== GIVEN ENTRIES ==

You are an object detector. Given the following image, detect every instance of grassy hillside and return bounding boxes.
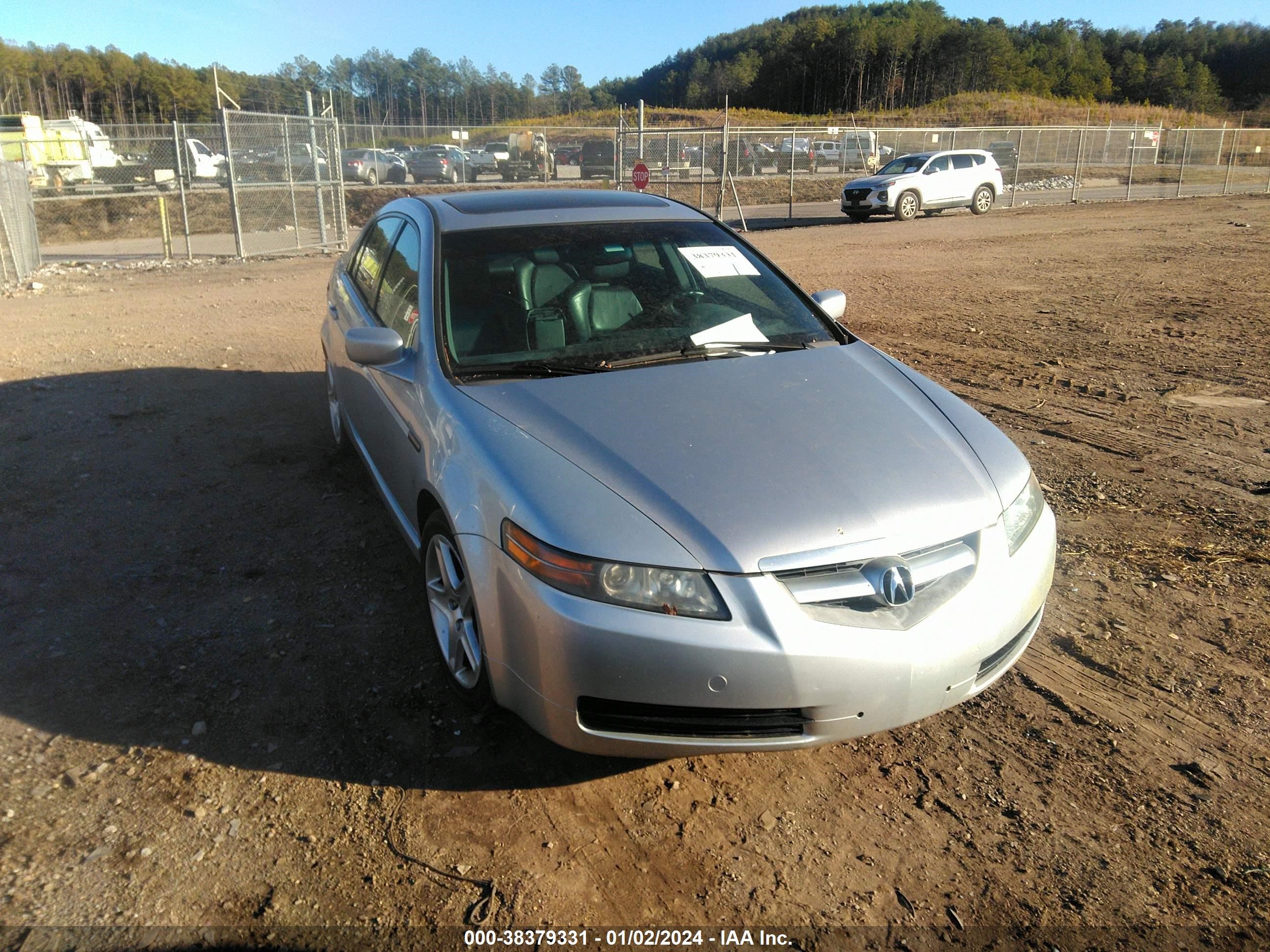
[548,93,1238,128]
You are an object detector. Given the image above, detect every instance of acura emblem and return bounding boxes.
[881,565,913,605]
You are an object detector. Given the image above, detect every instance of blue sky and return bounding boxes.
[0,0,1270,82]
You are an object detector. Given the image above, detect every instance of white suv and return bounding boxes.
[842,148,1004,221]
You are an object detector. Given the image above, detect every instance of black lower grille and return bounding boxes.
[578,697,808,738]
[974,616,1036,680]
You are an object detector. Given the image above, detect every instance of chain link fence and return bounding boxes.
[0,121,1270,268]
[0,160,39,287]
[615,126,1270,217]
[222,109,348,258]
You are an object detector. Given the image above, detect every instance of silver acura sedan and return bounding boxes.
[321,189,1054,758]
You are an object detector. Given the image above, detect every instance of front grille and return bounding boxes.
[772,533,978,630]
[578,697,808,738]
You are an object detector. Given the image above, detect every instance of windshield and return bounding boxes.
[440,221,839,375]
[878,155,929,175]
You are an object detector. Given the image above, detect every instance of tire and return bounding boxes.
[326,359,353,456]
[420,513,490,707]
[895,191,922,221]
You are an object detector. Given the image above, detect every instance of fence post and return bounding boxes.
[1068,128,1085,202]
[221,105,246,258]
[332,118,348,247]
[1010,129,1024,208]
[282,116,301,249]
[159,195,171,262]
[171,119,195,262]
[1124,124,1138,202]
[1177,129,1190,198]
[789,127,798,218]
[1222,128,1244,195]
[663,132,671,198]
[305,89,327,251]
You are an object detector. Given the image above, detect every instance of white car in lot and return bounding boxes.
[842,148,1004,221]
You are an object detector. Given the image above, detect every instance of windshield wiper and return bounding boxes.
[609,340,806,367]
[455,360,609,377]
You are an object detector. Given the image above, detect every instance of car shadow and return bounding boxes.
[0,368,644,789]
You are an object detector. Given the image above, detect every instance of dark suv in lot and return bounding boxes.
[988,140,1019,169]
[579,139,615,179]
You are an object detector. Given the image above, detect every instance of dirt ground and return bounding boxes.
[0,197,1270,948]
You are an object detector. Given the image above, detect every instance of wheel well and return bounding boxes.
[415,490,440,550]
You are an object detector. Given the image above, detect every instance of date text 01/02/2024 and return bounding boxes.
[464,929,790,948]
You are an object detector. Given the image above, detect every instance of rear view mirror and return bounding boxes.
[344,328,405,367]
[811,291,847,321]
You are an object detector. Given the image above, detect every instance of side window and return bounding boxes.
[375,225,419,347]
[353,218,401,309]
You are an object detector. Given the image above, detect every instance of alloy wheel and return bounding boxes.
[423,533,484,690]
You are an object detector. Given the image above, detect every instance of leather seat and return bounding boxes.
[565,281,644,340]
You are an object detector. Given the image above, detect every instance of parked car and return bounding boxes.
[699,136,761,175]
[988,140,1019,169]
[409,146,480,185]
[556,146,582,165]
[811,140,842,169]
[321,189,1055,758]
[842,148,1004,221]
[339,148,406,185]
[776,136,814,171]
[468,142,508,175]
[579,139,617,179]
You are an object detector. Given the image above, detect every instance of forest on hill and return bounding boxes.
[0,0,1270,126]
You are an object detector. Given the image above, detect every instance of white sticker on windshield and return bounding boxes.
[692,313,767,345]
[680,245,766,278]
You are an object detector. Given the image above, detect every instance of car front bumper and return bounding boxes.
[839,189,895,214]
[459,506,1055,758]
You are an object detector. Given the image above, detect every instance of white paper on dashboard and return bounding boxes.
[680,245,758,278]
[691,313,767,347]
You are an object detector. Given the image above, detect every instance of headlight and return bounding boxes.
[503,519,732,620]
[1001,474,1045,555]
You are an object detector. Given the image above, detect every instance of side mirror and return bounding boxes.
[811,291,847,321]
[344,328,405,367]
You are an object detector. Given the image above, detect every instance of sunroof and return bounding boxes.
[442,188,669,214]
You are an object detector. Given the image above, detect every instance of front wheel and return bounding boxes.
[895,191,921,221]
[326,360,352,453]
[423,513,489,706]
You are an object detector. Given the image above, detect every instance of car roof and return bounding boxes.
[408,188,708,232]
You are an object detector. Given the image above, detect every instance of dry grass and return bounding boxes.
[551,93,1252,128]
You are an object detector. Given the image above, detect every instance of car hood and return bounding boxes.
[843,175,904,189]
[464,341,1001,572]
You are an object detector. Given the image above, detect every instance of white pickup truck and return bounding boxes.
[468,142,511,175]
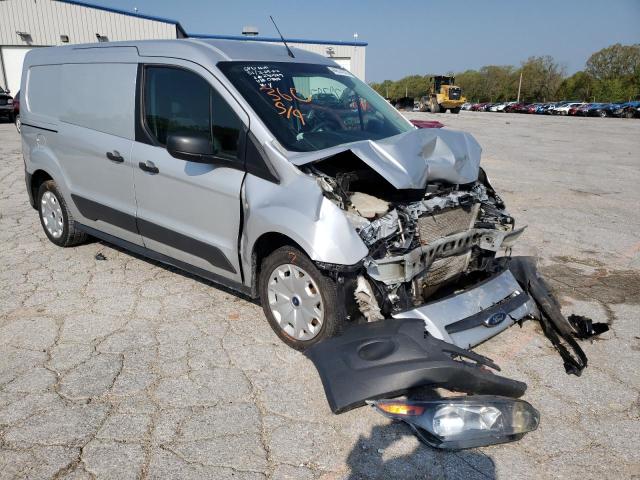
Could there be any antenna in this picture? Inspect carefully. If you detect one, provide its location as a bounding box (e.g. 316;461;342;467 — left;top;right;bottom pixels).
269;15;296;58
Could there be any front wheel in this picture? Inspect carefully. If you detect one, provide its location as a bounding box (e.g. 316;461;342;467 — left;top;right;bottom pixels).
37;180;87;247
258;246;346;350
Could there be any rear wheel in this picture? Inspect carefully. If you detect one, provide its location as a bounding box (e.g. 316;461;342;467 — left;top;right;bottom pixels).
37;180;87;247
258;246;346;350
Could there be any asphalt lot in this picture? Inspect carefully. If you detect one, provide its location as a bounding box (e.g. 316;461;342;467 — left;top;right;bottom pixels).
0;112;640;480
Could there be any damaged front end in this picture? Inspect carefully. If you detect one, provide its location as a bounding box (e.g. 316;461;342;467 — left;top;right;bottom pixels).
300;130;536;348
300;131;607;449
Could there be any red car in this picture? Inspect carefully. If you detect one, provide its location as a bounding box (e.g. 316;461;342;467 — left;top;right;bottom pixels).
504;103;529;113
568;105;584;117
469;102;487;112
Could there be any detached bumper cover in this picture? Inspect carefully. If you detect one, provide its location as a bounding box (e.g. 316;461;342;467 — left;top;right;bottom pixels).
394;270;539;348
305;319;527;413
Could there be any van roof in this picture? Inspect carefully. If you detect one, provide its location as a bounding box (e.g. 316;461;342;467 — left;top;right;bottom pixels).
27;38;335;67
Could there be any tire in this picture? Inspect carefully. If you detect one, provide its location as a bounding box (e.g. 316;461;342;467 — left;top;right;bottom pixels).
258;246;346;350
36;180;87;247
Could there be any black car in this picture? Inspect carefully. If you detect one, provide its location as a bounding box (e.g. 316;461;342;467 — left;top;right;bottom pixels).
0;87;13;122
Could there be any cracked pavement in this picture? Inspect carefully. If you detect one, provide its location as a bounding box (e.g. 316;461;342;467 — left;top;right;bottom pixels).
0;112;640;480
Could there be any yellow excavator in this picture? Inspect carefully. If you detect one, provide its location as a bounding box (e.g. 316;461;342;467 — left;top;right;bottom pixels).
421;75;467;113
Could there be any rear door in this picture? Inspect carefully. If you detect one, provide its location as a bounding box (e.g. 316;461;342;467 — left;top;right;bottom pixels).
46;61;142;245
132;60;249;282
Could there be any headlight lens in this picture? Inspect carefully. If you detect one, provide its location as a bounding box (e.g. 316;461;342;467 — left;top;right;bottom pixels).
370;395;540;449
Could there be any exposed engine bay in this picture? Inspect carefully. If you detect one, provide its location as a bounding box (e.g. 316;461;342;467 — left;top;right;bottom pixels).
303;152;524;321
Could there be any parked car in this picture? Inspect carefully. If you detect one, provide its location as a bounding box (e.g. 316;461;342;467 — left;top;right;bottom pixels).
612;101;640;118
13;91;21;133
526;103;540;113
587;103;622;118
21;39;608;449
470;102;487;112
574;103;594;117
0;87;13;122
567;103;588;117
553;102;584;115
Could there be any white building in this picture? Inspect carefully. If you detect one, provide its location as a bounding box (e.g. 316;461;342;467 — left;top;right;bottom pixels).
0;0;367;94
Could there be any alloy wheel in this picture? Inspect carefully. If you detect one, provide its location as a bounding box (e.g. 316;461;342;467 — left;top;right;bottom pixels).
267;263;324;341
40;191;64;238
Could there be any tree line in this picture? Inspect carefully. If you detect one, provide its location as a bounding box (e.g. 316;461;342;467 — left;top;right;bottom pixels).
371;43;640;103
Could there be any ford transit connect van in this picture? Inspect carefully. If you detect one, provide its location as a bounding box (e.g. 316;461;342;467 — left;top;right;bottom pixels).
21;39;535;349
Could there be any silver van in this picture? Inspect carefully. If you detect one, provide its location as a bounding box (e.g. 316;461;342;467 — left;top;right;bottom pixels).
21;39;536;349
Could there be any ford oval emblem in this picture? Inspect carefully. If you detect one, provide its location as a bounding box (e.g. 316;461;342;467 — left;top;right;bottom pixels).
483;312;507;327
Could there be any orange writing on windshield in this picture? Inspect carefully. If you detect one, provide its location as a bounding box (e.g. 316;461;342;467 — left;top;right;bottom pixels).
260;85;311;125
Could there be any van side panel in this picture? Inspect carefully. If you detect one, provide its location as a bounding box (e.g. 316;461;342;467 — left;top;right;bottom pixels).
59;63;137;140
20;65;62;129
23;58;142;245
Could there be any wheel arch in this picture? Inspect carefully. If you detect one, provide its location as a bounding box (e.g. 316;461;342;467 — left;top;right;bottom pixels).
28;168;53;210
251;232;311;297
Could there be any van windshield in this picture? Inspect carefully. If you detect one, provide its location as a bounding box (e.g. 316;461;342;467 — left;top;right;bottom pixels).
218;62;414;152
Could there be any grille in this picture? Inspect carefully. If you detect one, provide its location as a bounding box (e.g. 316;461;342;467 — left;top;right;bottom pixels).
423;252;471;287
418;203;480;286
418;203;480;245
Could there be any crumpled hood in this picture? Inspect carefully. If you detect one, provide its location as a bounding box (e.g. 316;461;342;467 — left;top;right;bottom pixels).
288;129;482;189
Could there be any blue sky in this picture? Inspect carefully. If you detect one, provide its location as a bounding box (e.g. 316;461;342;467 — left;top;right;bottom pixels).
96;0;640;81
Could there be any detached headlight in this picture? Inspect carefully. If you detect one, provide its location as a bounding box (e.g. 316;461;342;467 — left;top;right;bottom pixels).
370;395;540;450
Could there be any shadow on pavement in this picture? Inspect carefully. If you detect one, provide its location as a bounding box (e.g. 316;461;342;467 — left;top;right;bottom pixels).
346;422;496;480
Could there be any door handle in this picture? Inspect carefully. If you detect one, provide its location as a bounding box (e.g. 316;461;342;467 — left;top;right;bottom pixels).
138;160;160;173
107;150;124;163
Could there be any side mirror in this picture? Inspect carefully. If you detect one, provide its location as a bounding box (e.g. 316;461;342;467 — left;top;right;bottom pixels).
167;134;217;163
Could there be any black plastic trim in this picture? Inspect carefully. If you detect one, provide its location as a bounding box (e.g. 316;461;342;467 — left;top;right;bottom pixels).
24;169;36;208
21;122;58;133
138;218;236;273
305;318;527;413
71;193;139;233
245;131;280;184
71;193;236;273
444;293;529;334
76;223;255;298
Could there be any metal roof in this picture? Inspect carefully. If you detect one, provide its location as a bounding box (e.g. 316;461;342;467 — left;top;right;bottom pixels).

===

_AIM_. Begin at the line that has "view mirror and return bounding boxes." and stop after the line that has "[680,245,766,278]". Write out those items again with "cloth" in place of "leather", leaving everything else unchanged.

_THE COMPLETED TASK_.
You are an object detector. Given the image above, detect every instance of rear view mirror and return bounding boxes.
[344,328,405,367]
[811,291,847,321]
You are an object detector. Given the image above, detect every instance of side window and return bounding boxes.
[375,225,419,347]
[353,218,401,309]
You are an object detector. Given the image above, detect every instance of alloy wheel and return bounding boxes.
[423,533,484,690]
You are an object detector. Given the image above, detect every instance of cloth seat and return bounding boxes.
[565,281,644,340]
You are an object detector. Given the image above, detect every instance of parked car and return bounding boxes.
[699,136,761,175]
[988,140,1019,169]
[409,146,480,185]
[556,146,582,165]
[811,140,842,169]
[321,189,1055,758]
[842,148,1004,221]
[339,148,406,185]
[776,136,814,171]
[468,142,508,175]
[579,139,617,179]
You are an object detector. Given the image above, detect every instance of forest on hill and return bounding boxes.
[0,0,1270,126]
You are an object detector. Given the image above, detect every instance of white sticker on windshield and return bounding boxes.
[692,313,767,345]
[680,245,766,278]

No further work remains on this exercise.